PROBLEM TO SOLVE: Only the pictures should be dropped; copy the rest of the entries exactly.

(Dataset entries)
--------------------
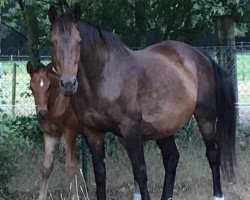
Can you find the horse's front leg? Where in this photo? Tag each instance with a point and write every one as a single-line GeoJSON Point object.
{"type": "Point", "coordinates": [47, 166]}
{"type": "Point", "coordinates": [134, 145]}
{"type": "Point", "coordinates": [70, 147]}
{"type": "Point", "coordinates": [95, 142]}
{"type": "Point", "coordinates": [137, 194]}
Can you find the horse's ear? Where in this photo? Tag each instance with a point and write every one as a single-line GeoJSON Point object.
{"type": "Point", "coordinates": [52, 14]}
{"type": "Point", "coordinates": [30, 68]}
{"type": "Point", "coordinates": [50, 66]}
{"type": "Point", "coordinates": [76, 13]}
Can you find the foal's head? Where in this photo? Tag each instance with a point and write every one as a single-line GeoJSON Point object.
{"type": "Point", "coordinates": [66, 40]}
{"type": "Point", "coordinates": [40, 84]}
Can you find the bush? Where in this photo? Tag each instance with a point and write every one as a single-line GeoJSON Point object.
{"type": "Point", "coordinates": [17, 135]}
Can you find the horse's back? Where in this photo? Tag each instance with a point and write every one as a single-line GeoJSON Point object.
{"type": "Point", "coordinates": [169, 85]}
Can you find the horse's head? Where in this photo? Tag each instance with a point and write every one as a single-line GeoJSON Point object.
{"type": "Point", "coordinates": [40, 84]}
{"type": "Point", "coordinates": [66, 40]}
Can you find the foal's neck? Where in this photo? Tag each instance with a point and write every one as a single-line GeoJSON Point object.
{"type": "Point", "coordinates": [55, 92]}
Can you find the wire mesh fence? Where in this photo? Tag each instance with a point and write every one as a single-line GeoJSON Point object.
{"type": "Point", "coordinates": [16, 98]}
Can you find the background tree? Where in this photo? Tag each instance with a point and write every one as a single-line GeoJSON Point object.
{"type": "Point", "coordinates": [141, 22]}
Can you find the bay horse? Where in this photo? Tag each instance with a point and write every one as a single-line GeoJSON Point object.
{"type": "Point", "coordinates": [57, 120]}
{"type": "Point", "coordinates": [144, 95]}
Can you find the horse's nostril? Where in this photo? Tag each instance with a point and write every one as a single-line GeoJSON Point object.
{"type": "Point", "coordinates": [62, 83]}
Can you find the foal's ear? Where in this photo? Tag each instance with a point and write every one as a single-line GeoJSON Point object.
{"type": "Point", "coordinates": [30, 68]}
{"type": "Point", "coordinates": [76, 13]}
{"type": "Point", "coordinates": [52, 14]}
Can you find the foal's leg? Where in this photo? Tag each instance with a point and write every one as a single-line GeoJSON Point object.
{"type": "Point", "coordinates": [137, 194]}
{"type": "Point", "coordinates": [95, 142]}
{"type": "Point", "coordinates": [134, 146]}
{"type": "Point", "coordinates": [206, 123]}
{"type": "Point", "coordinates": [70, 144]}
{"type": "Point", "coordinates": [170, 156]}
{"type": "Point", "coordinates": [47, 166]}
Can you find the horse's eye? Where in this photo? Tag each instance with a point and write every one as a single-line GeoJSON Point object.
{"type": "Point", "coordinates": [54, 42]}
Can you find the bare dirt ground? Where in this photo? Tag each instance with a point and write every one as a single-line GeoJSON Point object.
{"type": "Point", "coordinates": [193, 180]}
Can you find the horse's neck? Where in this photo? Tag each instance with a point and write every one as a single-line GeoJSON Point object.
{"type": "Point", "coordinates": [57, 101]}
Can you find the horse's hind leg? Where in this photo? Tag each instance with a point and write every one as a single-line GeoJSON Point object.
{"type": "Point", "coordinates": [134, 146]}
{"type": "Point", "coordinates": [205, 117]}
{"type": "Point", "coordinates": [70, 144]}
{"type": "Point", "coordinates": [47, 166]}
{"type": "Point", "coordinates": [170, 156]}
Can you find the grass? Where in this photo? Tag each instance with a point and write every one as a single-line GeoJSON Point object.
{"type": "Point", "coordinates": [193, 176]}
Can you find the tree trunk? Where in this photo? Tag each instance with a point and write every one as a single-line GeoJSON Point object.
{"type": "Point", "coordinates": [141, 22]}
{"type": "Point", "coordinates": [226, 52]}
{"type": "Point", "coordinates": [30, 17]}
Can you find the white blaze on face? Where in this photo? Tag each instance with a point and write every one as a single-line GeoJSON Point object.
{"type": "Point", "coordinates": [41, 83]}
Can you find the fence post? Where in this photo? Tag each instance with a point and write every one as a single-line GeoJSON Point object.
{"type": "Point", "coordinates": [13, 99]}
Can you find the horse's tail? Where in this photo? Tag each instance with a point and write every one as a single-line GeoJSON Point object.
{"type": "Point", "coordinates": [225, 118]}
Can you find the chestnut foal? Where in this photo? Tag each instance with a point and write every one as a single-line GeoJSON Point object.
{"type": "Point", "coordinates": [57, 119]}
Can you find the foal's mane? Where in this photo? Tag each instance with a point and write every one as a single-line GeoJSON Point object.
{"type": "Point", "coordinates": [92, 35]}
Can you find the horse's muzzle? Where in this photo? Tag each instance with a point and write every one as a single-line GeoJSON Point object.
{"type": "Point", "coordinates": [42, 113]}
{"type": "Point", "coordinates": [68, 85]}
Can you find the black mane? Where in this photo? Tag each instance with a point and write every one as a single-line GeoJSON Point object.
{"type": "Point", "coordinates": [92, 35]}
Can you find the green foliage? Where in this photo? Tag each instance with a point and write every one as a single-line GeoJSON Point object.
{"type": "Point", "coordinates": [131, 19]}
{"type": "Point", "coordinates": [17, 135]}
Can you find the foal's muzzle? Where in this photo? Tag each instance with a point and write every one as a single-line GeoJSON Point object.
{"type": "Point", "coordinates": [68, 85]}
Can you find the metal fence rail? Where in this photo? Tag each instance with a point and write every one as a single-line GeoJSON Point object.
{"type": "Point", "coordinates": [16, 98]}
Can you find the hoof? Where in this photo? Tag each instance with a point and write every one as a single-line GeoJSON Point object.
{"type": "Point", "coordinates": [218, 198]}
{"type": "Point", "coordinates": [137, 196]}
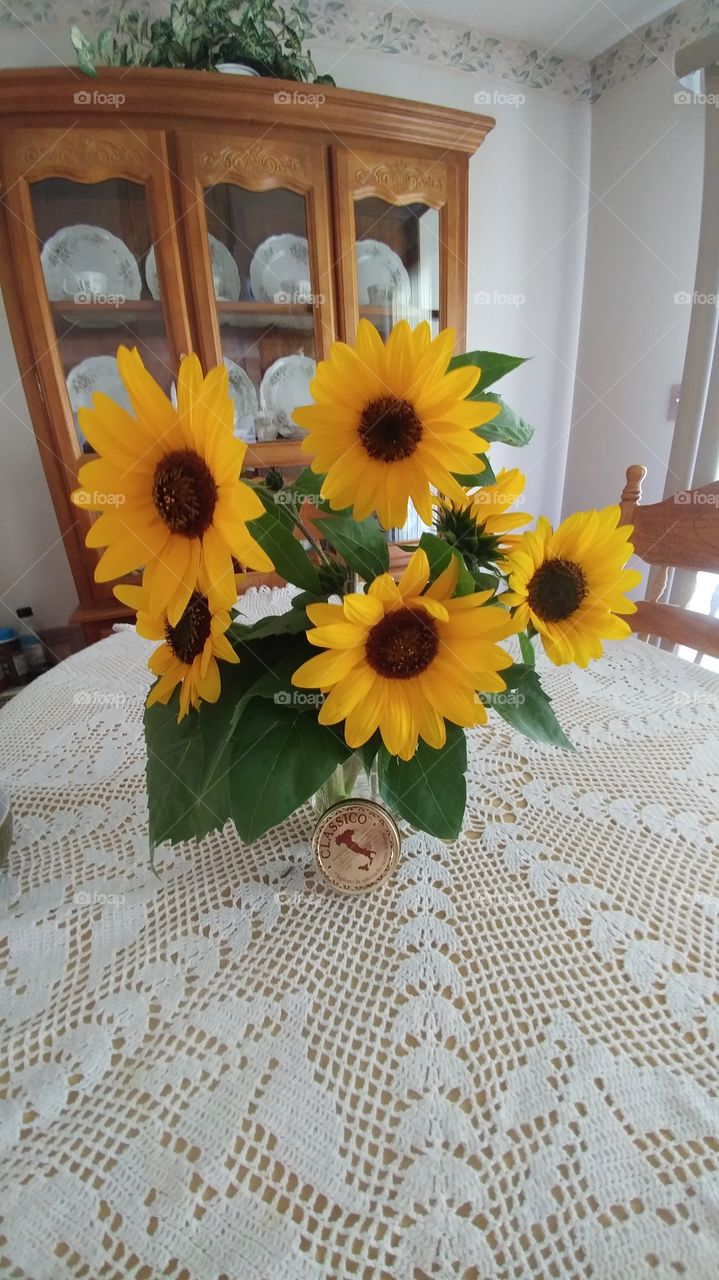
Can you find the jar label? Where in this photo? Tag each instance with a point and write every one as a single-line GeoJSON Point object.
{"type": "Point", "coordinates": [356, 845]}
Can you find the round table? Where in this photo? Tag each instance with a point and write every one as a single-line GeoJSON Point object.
--------------------
RESPONSE AREA:
Can you find the horse's front leg? Where in this photo? Tag each instance with a point and write every one as a single-line GeoJSON Point object.
{"type": "Point", "coordinates": [47, 166]}
{"type": "Point", "coordinates": [134, 145]}
{"type": "Point", "coordinates": [70, 147]}
{"type": "Point", "coordinates": [95, 142]}
{"type": "Point", "coordinates": [137, 194]}
Can you find the horse's ear? Where in this photo? Tag each instance with a point and write every one as a single-line GeoJSON Point object.
{"type": "Point", "coordinates": [52, 14]}
{"type": "Point", "coordinates": [30, 68]}
{"type": "Point", "coordinates": [50, 66]}
{"type": "Point", "coordinates": [76, 13]}
Can you find the foal's head? Where in this photo? Tag each instance with a point and write every one as a single-line GeoJSON Point object.
{"type": "Point", "coordinates": [66, 40]}
{"type": "Point", "coordinates": [40, 84]}
Can you find the bush? Where in this photo? Tag each instance with a point and write every one as a single-line GeoJSON Point object.
{"type": "Point", "coordinates": [17, 135]}
Can you find the horse's back? Where in this photo? Tag each instance with a point and write every one as a single-line GeoJSON Point object.
{"type": "Point", "coordinates": [169, 85]}
Can you find the horse's head? Where in this photo? Tag each instance with a point and write every one as a single-line GeoJSON Point object.
{"type": "Point", "coordinates": [40, 84]}
{"type": "Point", "coordinates": [66, 40]}
Can you find the foal's neck? Where in this photo? Tag each instance with a point and write every one as a single-line GeoJSON Point object.
{"type": "Point", "coordinates": [55, 92]}
Can you find the wire mesh fence? Where in this photo? Tag each instance with a point and write every one as a single-line GeoJSON Point object.
{"type": "Point", "coordinates": [16, 98]}
Can you find the background tree? Where in this photo? Tag each instance with a point and write every one as a single-line GeoJSON Point object.
{"type": "Point", "coordinates": [141, 22]}
Can you find the bay horse? Where in this photo? Tag each instance with a point and write every one as a single-line GeoJSON Point object.
{"type": "Point", "coordinates": [57, 120]}
{"type": "Point", "coordinates": [144, 95]}
Can you find the horse's nostril? Where in this photo? Tag each instance with a point and write every one as a single-line GeoJSON Point object.
{"type": "Point", "coordinates": [62, 83]}
Can you find the foal's ear? Where in this photo? Tag each instance with a point and write every one as a single-line GeoJSON Point object.
{"type": "Point", "coordinates": [30, 68]}
{"type": "Point", "coordinates": [76, 13]}
{"type": "Point", "coordinates": [52, 14]}
Can you find the foal's leg? Where in this photo? Tag each instance with a point and write every one as a single-line GeoJSON Point object.
{"type": "Point", "coordinates": [137, 194]}
{"type": "Point", "coordinates": [95, 142]}
{"type": "Point", "coordinates": [134, 146]}
{"type": "Point", "coordinates": [206, 123]}
{"type": "Point", "coordinates": [70, 144]}
{"type": "Point", "coordinates": [170, 156]}
{"type": "Point", "coordinates": [47, 166]}
Can you find the horse's eye? Where in this photo? Tag each instance with a point and write every one as a single-line GeoJSON Point object.
{"type": "Point", "coordinates": [54, 42]}
Can you find the bare dirt ground? Where in this photo? Tag each instance with a point and write every one as a single-line GeoJSON Point object.
{"type": "Point", "coordinates": [193, 180]}
Can you find the horse's neck? Where in this photo? Tag each instance with a point and write every one as a single-line GeoJSON Point object.
{"type": "Point", "coordinates": [57, 101]}
Can you find the horse's hind leg? Where in this photo? Tag each instance with a point and write every one as a single-line GeoJSON Point object.
{"type": "Point", "coordinates": [134, 146]}
{"type": "Point", "coordinates": [205, 117]}
{"type": "Point", "coordinates": [70, 144]}
{"type": "Point", "coordinates": [47, 166]}
{"type": "Point", "coordinates": [170, 156]}
Can you find the grass? Where in this photo? Tag each instance with a point and write every one as a single-line GeoJSON Point object.
{"type": "Point", "coordinates": [193, 176]}
Can you find the tree trunk? Where in this photo? Tag each instance with a point and write every one as a single-line GeoJSON Point object.
{"type": "Point", "coordinates": [141, 22]}
{"type": "Point", "coordinates": [226, 52]}
{"type": "Point", "coordinates": [30, 17]}
Can you find the white blaze on face? Where in this photo? Tag each instance with a point and write every one as a single-line GeoJSON Point object.
{"type": "Point", "coordinates": [41, 83]}
Can you find the fence post? Where in this photo? Tag each instance with a point and write every one as a single-line GeoJSON Point object.
{"type": "Point", "coordinates": [13, 99]}
Can you find the horse's tail? Where in this photo? Tag each instance with a point and write every one as a single-line GeoJSON Point object.
{"type": "Point", "coordinates": [225, 118]}
Can you find the chestnut foal? Where in this photo? Tag each instance with a point and write every one as a single-line GeoJSON Point object.
{"type": "Point", "coordinates": [57, 119]}
Can you find the foal's mane? Where in this photo? Tag each instance with a point and write every one as a single-line GeoJSON Point object.
{"type": "Point", "coordinates": [92, 35]}
Can you find the horse's muzzle? Where in this photo? Tag each instance with a point and write every one as a single-line GeoJSON Point object.
{"type": "Point", "coordinates": [42, 113]}
{"type": "Point", "coordinates": [68, 85]}
Can you find the black mane? Where in this photo? Tag each instance with a point and write every one as a single-line GeoJSON Point object.
{"type": "Point", "coordinates": [92, 35]}
Can you find the green foliage? Where in this photo? Tag each instance with a point and write every one as a single-line GeoJSON Point object.
{"type": "Point", "coordinates": [131, 19]}
{"type": "Point", "coordinates": [17, 135]}
Can you find the foal's muzzle? Where in this photo? Tag each instance with a point and write every one as a single-line GeoJSON Point object.
{"type": "Point", "coordinates": [68, 85]}
Can you find the metal fence rail? Where in this photo? Tag each instance with a point and write every one as a single-line GeoJSON Point object.
{"type": "Point", "coordinates": [16, 98]}
Can you find the hoof? Where in this photo? Tag each instance with a point and write every one as a single-line GeoJSON Point object.
{"type": "Point", "coordinates": [218, 198]}
{"type": "Point", "coordinates": [137, 196]}
Can you find the jar label? Where in this photo? Tag each instance with a point and write every one as a single-line GeoJSON Point object.
{"type": "Point", "coordinates": [356, 845]}
Can you find the round table? Where in this photo? Tag each instance with a point and write every one as a single-line GeoJSON Point object.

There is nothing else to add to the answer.